---------- Data records ----------
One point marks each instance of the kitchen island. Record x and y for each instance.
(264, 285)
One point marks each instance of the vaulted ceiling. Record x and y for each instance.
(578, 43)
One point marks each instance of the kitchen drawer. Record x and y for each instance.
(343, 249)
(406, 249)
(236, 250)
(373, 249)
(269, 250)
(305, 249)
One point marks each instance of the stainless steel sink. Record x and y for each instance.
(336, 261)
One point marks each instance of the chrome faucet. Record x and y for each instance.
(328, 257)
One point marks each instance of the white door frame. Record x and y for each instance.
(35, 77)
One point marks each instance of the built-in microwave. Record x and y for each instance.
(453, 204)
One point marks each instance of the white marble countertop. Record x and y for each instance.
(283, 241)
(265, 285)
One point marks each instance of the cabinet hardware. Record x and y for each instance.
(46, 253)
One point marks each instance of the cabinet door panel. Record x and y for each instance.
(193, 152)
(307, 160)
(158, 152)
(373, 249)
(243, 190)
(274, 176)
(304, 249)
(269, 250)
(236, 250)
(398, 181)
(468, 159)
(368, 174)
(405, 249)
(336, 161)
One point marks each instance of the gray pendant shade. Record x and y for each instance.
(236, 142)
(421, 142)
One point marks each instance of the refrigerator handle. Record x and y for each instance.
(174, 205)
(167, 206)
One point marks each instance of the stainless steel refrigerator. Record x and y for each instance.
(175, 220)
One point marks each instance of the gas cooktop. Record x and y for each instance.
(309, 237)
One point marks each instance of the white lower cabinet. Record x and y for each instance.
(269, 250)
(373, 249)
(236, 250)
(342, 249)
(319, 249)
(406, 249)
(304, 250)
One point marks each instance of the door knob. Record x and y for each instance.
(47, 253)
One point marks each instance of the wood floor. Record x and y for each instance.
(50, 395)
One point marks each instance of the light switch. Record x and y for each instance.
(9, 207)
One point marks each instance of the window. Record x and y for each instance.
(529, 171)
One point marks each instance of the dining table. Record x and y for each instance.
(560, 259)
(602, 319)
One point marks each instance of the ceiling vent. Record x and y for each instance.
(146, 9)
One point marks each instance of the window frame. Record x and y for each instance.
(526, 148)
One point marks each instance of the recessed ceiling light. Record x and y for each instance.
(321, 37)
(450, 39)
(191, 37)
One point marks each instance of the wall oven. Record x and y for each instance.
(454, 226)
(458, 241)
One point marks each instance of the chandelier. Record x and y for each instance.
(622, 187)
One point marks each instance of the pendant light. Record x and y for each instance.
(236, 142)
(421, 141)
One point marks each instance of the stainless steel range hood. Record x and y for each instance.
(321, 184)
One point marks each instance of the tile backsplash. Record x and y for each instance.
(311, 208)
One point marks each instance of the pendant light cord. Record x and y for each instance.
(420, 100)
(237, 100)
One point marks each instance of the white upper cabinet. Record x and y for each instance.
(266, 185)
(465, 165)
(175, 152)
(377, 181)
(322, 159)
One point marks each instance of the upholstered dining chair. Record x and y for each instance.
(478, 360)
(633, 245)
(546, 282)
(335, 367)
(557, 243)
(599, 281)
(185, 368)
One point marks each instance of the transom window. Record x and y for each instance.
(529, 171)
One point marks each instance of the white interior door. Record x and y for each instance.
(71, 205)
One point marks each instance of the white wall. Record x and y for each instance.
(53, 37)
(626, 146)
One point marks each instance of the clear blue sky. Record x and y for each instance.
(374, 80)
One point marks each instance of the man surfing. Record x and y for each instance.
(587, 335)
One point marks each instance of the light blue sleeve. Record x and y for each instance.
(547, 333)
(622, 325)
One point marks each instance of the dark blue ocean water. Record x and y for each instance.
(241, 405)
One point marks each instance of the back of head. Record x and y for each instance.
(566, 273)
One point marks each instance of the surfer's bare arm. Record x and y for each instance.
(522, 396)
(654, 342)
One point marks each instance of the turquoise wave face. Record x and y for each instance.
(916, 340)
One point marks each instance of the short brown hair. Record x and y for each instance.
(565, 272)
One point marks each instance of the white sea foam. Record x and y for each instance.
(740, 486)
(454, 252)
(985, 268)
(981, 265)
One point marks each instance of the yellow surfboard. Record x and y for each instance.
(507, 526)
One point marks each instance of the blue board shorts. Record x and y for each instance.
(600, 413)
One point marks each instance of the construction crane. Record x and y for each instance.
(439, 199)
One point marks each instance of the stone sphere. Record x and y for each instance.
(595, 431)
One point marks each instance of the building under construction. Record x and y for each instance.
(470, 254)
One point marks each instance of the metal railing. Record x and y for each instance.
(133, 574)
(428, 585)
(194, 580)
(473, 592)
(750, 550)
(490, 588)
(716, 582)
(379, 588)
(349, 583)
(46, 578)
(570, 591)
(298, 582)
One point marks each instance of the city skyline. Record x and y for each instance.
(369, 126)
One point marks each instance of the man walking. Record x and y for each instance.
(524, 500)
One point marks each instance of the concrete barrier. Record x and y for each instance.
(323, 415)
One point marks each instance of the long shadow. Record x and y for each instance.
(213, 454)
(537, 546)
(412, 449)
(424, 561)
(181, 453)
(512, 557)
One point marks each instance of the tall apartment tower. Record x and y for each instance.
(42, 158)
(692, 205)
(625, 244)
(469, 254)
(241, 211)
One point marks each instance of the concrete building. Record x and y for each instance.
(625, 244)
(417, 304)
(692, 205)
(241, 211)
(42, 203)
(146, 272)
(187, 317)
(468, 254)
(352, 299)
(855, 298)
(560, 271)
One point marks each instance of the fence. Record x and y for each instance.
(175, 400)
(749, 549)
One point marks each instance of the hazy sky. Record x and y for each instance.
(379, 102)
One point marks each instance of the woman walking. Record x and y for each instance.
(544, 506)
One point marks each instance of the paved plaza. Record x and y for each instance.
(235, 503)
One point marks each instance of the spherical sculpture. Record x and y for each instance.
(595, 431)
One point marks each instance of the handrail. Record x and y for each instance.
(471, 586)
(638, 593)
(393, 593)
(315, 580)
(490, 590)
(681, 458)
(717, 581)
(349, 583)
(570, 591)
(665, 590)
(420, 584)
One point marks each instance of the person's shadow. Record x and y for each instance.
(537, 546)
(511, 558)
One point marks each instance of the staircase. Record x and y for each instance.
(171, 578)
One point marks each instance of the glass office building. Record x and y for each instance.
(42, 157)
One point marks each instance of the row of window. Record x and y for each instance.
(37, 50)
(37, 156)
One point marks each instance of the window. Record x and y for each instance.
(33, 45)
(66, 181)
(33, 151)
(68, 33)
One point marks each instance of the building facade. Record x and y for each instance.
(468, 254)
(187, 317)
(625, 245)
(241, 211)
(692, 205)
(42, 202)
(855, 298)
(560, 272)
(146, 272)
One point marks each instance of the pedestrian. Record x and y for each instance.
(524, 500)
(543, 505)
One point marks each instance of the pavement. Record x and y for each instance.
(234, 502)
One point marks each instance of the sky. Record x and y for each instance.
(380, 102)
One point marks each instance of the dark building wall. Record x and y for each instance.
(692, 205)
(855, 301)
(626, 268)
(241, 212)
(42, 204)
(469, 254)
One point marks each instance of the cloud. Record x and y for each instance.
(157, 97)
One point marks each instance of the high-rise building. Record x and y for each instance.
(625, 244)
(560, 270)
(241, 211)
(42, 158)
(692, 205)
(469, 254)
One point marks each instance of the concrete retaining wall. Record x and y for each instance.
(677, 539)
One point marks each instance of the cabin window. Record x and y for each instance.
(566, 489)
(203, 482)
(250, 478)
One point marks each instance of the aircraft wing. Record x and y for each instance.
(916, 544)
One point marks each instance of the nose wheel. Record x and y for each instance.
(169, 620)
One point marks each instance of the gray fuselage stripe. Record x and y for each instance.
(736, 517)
----------
» **Work order**:
All of the entries above need to be retyped exactly.

» **Answer to the problem**:
One point marks each instance of the kitchen island. Record x and y for each instance.
(264, 285)
One point marks each instance of the vaulted ceiling. Record x and y for each instance.
(578, 43)
One point marks each instance of the kitchen drawer. Record x and y for each instance.
(343, 249)
(406, 249)
(236, 250)
(373, 249)
(269, 250)
(305, 249)
One point marks each instance of the stainless steel sink. Record x and y for each instance.
(336, 261)
One point marks each instance of the chrome faucet. Record x and y for each instance.
(328, 257)
One point marks each instance of the white door frame. Record x and y for each instance.
(35, 77)
One point marks each instance of the built-in microwave. Record x and y for each instance.
(453, 204)
One point marks each instance of the white marble countertop. Record x and y for each instance.
(283, 241)
(265, 285)
One point marks each instance of the cabinet hardware. Record x and y for each instance.
(46, 253)
One point marks each instance of the cabinet door panel. Record x and y for each instance.
(193, 152)
(307, 160)
(158, 152)
(373, 249)
(243, 190)
(274, 176)
(304, 249)
(269, 250)
(236, 250)
(398, 181)
(468, 159)
(368, 174)
(405, 249)
(336, 161)
One point marks each instance of the gray pendant shade. Record x and y for each instance.
(236, 142)
(421, 142)
One point marks each instance of the refrigerator handle. Record x and y for each instance.
(174, 205)
(167, 206)
One point marks each instance of the stainless steel refrigerator. Record x and y for each instance.
(175, 220)
One point marks each instance of the gas cooktop. Record x and y for each instance.
(309, 237)
One point marks each instance of the white lower cabinet. Record x and y for each instance.
(269, 250)
(373, 249)
(236, 250)
(342, 249)
(319, 249)
(406, 249)
(304, 250)
One point marks each instance of the door knob. Record x and y for each instance.
(47, 253)
One point marks each instance of the wood floor. Record x and y for each instance.
(50, 395)
One point marks each instance of the light switch. Record x and y for each instance.
(9, 207)
One point marks each instance of the window. Record x and y for each instance.
(529, 171)
One point marks each instance of the dining table. Record x and y for each instance.
(560, 259)
(602, 319)
One point marks each instance of the ceiling vent. Record x and y for each instance.
(146, 9)
One point marks each instance of the window frame. Record x and y for each instance.
(526, 148)
One point marks each instance of the recessed ceiling light. Record x and y for each instance.
(321, 37)
(450, 39)
(191, 37)
One point marks each instance of the wall oven. Record x and y for each instance.
(454, 226)
(458, 241)
One point marks each instance of the chandelier. Record x and y for each instance.
(622, 187)
One point marks each instance of the pendant light. Record x and y for each instance.
(236, 142)
(421, 141)
One point marks each instance of the stainless steel range hood. Record x and y for each instance.
(321, 184)
One point marks each instance of the tile backsplash. Record x and y for each instance.
(311, 208)
One point marks each instance of the pendant light cord. Record x and y for each instance.
(420, 100)
(237, 100)
One point marks each instance of the white upper cabinet. Record x and y for each instance.
(266, 185)
(465, 165)
(175, 152)
(377, 181)
(322, 159)
One point marks each instance of the upholstered dining chair. Record x and y for each instance.
(478, 360)
(633, 245)
(546, 282)
(335, 367)
(557, 243)
(599, 281)
(185, 368)
One point marks each instance of the transom window. Record x and y for each instance.
(529, 171)
One point marks each instance of the white interior door. Record x and y for each instance.
(71, 205)
One point marks each instance of the white wall. Record x and y for each instance.
(53, 37)
(626, 146)
One point marks each instance of the clear blue sky. Record x and y for each instance.
(374, 80)
One point marks each instance of the man surfing. Record x and y for each instance.
(587, 335)
One point marks each instance of the light blue sleeve. Record x and y for each instance.
(547, 333)
(622, 325)
One point marks each instance of the dark blue ocean water. Record x and y for each instance.
(241, 405)
One point marks each instance of the back of head. Record x and y for each instance.
(566, 273)
One point marks each instance of the surfer's bare arm. Record x and y for each instance.
(522, 396)
(654, 342)
One point marks each instance of the turquoise wave face. Record x and y for each instance.
(916, 340)
One point marks each instance of the short brown hair. Record x and y for each instance.
(565, 272)
One point marks each instance of the white sea foam. Record x and y for each instance.
(740, 486)
(454, 252)
(985, 268)
(981, 265)
One point marks each instance of the yellow surfboard. Record x and y for each instance.
(507, 526)
One point marks each instance of the blue board shorts. Record x and y for each instance.
(600, 413)
One point marks each instance of the construction crane. Record x and y for each instance.
(439, 199)
One point marks each instance of the stone sphere. Record x and y for each instance.
(595, 431)
One point marks each instance of the building under construction. Record x and y for each instance.
(470, 254)
One point marks each instance of the metal railing. Record x and y for each instance.
(133, 574)
(428, 585)
(194, 580)
(473, 592)
(750, 550)
(490, 588)
(716, 582)
(379, 588)
(349, 583)
(46, 578)
(570, 591)
(298, 582)
One point marks each instance of the city skyline. Record x and y for each instance.
(369, 126)
One point marks each instance of the man walking. Record x and y for each instance.
(524, 500)
One point marks each instance of the concrete barrier. Record x and y for each instance.
(323, 415)
One point marks each instance of the long shadow. Record x and y for each instance.
(213, 454)
(537, 546)
(412, 449)
(424, 561)
(181, 453)
(512, 557)
One point marks each instance of the tall apartment tower. Record x and y for each instance.
(42, 158)
(692, 205)
(625, 244)
(469, 254)
(241, 211)
One point marks each instance of the concrete building. Record x and y for each instance.
(625, 244)
(417, 304)
(692, 205)
(241, 211)
(42, 203)
(146, 272)
(187, 317)
(468, 254)
(352, 299)
(855, 298)
(560, 271)
One point marks each instance of the fence. Record x and y for each instance.
(175, 400)
(749, 549)
One point marks each instance of the hazy sky. Record x and y for each instance.
(379, 102)
One point marks each instance of the woman walking. Record x and y for each instance.
(544, 506)
One point marks each instance of the paved plaza. Record x and y for each instance.
(235, 503)
One point marks each instance of the spherical sculpture. Record x and y for each instance.
(595, 431)
One point marks each instance of the handrail. Record x and y for each instance.
(471, 586)
(638, 593)
(393, 593)
(315, 580)
(490, 590)
(681, 458)
(717, 581)
(349, 583)
(570, 591)
(665, 590)
(420, 584)
One point marks each instance of the person's shadow. Record x and y for each instance.
(537, 546)
(511, 558)
One point marks each instance of the staircase. Record x and y for each instance.
(171, 578)
One point marks each instance of the glass office building. Record x and y for each instance.
(42, 157)
One point marks each instance of the row of window. Record x and y for each instance.
(37, 50)
(37, 156)
One point marks each instance of the window. Record x and y for each instance.
(33, 45)
(66, 181)
(33, 151)
(68, 33)
One point marks each instance of the building facade. Record x and y for each instance.
(468, 254)
(187, 317)
(625, 245)
(241, 211)
(692, 205)
(42, 202)
(855, 298)
(560, 272)
(146, 272)
One point marks each instance of the pedestrian. Record x and y for each instance.
(524, 500)
(543, 505)
One point marks each instance of the pavement. Record x and y for each instance.
(234, 502)
One point marks each instance of the sky. Record x and y for each instance.
(380, 102)
One point marks each instance of the dark building wall. Record x and y for each instance.
(692, 205)
(855, 301)
(626, 268)
(241, 212)
(42, 204)
(469, 254)
One point marks each instance of the cloud. Record x and y for each instance.
(157, 97)
One point marks each instance of the high-rise building. Record x and y for each instance.
(625, 244)
(560, 270)
(241, 211)
(42, 158)
(692, 205)
(469, 254)
One point marks each instance of the concrete retaining wall. Record x and y for each instance.
(677, 539)
One point marks each instance of the cabin window. Record x and y for each instance.
(566, 489)
(203, 482)
(250, 478)
One point marks each instance of the aircraft wing. Record x and y for each instance.
(916, 544)
One point marks each instance of the nose wheel. Record x and y for each instance.
(169, 620)
One point marks each instance of the gray fuselage stripe. Record x and y for each instance.
(736, 517)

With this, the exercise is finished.